Stored records:
----------------------------------------

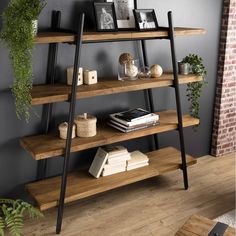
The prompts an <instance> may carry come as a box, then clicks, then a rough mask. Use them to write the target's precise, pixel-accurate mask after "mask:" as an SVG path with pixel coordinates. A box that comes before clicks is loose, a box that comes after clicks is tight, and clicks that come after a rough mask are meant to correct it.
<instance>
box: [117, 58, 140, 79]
mask: <svg viewBox="0 0 236 236" xmlns="http://www.w3.org/2000/svg"><path fill="white" fill-rule="evenodd" d="M138 74H139V60H131V61H130V62H128V63H124V64H120V63H118V80H122V81H124V80H137V79H138Z"/></svg>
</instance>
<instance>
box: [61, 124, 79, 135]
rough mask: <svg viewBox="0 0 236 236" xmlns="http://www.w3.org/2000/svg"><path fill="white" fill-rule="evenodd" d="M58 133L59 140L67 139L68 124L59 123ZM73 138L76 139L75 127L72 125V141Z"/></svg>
mask: <svg viewBox="0 0 236 236" xmlns="http://www.w3.org/2000/svg"><path fill="white" fill-rule="evenodd" d="M59 132H60V138H61V139H67V132H68V123H67V122H64V123H61V124H60V125H59ZM75 137H76V126H75V125H73V131H72V135H71V138H72V139H73V138H75Z"/></svg>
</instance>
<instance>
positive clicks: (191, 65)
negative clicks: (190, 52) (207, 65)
mask: <svg viewBox="0 0 236 236" xmlns="http://www.w3.org/2000/svg"><path fill="white" fill-rule="evenodd" d="M182 63H188V64H189V65H190V72H191V73H193V74H195V75H198V76H202V78H203V80H202V81H199V82H194V83H189V84H188V85H187V97H188V101H189V102H190V107H189V111H190V114H191V116H193V117H194V118H197V119H199V118H200V115H199V112H200V97H201V93H202V89H203V87H204V86H205V85H206V84H207V82H206V81H205V77H206V74H207V71H206V68H205V66H204V65H203V59H202V58H201V57H199V56H198V55H195V54H189V55H188V56H186V57H185V58H184V59H183V60H182Z"/></svg>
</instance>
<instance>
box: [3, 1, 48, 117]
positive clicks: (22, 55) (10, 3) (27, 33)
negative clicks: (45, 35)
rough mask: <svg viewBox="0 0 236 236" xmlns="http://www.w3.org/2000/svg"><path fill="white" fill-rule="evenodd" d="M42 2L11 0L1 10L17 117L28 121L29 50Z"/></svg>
mask: <svg viewBox="0 0 236 236" xmlns="http://www.w3.org/2000/svg"><path fill="white" fill-rule="evenodd" d="M44 6H45V4H44V3H43V2H42V1H40V0H11V1H10V2H9V4H8V6H7V7H6V9H5V10H4V12H3V15H2V18H3V28H2V31H1V34H0V38H1V39H2V40H3V42H4V43H5V44H6V46H7V47H8V48H9V54H10V59H11V62H12V66H13V71H14V81H13V85H12V94H13V97H14V99H15V106H16V114H17V116H18V118H22V117H24V118H25V119H26V120H27V121H28V120H29V116H30V113H29V112H30V108H31V93H30V92H31V89H32V78H33V73H32V51H33V40H34V36H35V34H36V32H37V19H38V16H39V14H40V12H41V11H42V9H43V7H44Z"/></svg>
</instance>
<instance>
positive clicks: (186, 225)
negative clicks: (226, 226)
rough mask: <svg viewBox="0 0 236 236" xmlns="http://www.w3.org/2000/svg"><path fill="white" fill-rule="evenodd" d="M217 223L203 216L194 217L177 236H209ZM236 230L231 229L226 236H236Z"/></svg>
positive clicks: (184, 227)
mask: <svg viewBox="0 0 236 236" xmlns="http://www.w3.org/2000/svg"><path fill="white" fill-rule="evenodd" d="M216 223H217V222H215V221H212V220H209V219H207V218H205V217H203V216H198V215H193V216H192V217H191V218H190V219H189V220H188V221H187V222H186V223H185V224H184V226H183V227H182V228H181V229H180V230H179V231H178V232H177V233H176V234H175V236H208V235H209V233H210V232H211V230H212V229H213V228H214V227H215V225H216ZM235 235H236V230H235V229H234V228H231V227H229V228H228V229H227V230H226V231H225V233H224V236H235Z"/></svg>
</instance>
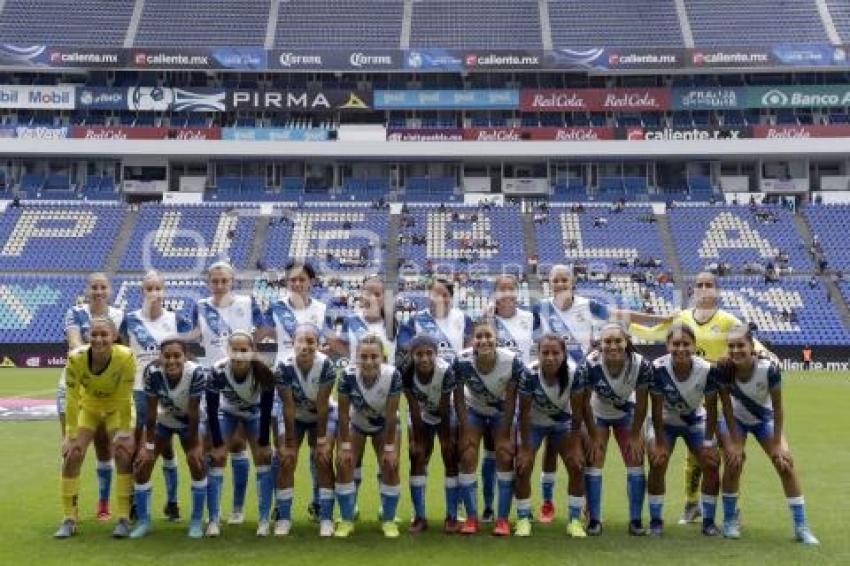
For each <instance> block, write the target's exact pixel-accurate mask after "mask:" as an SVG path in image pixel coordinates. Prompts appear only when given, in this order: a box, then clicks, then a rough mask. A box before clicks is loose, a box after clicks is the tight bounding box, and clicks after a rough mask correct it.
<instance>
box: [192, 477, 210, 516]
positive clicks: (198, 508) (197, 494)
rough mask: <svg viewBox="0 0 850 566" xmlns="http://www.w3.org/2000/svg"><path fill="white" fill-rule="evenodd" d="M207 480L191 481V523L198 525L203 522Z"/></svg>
mask: <svg viewBox="0 0 850 566" xmlns="http://www.w3.org/2000/svg"><path fill="white" fill-rule="evenodd" d="M208 485H209V482H208V481H207V478H204V479H202V480H197V481H194V480H193V481H192V522H193V523H200V522H201V521H203V520H204V503H206V499H207V486H208Z"/></svg>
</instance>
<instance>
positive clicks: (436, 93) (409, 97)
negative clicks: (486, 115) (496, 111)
mask: <svg viewBox="0 0 850 566" xmlns="http://www.w3.org/2000/svg"><path fill="white" fill-rule="evenodd" d="M517 106H519V91H517V90H512V89H504V90H376V91H375V109H376V110H406V109H411V110H415V109H422V110H438V109H453V110H465V109H474V110H502V109H505V110H514V109H516V108H517Z"/></svg>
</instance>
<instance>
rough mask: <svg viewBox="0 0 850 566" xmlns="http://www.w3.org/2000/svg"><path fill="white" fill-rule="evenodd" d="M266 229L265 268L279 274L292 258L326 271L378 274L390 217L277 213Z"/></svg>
mask: <svg viewBox="0 0 850 566" xmlns="http://www.w3.org/2000/svg"><path fill="white" fill-rule="evenodd" d="M278 211H279V212H280V216H278V217H276V218H275V219H274V220H273V221H272V222H273V223H272V224H270V226H269V230H268V233H267V237H266V243H265V251H264V256H263V263H264V265H265V267H266V269H281V268H283V267H284V266H285V265H286V263H287V262H288V261H289V260H290V258H306V259H307V260H309V261H311V262H315V263H317V266H321V269H320V272H321V271H325V270H334V271H337V270H362V271H365V270H370V271H371V272H378V271H380V270H381V269H382V262H383V253H382V249H381V248H382V243H385V242H386V238H387V233H388V228H389V215H388V213H387V211H386V210H384V209H375V208H369V207H364V206H351V207H338V206H329V207H321V206H316V207H313V208H303V209H299V210H291V209H284V208H279V209H278Z"/></svg>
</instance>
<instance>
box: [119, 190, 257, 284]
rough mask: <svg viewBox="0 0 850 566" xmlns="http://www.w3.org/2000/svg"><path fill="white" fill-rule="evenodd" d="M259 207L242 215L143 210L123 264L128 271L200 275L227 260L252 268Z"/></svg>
mask: <svg viewBox="0 0 850 566" xmlns="http://www.w3.org/2000/svg"><path fill="white" fill-rule="evenodd" d="M257 210H258V209H257V207H252V206H250V205H243V206H242V207H240V209H239V210H237V209H236V208H234V207H228V206H225V205H219V204H204V205H181V206H160V205H155V204H154V205H149V204H148V205H142V206H141V209H140V212H139V219H138V222H137V224H136V227H135V230H134V232H133V235H132V237H131V239H130V241H131V242H132V245H130V246H128V247H127V250H126V252H125V254H124V258H123V260H122V262H121V267H122V269H124V270H126V271H144V270H146V269H159V270H162V271H166V272H168V271H191V270H196V272H200V271H202V270H203V269H205V268H206V267H208V266H209V265H210V264H212V263H214V262H216V261H219V260H227V261H229V262H230V263H232V264H233V265H234V266H235V267H237V268H244V267H246V264H247V261H248V254H249V253H250V249H251V244H252V242H253V237H254V230H255V227H256V212H257Z"/></svg>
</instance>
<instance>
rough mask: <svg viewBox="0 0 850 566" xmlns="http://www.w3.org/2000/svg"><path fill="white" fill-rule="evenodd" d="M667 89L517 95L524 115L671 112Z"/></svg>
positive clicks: (540, 90)
mask: <svg viewBox="0 0 850 566" xmlns="http://www.w3.org/2000/svg"><path fill="white" fill-rule="evenodd" d="M672 103H673V95H672V92H671V91H670V89H667V88H613V89H542V90H523V91H521V92H520V110H522V111H523V112H573V111H591V112H596V111H598V112H603V111H609V110H610V111H643V110H670V109H671V108H672Z"/></svg>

----------------------------------------

*What the exercise asks*
Write the entries as a JSON list of strings, one string per line and no blank lines, starting at the beginning of the entries and ending at the line that contains "box: [117, 58, 140, 79]". Leave out the pictures.

*Answer to the exercise*
[
  "The prompts an <instance> may carry come as a box, then clicks, then a rough mask. Use them to write the target's precise, pixel-accurate mask after \"mask:\" as an SVG path with pixel coordinates. A box that comes before clicks is loose, a box that comes after clicks is tight, and clicks that come after a rough mask are meant to correct it.",
  "<instance>",
  "box: [117, 58, 140, 79]"
]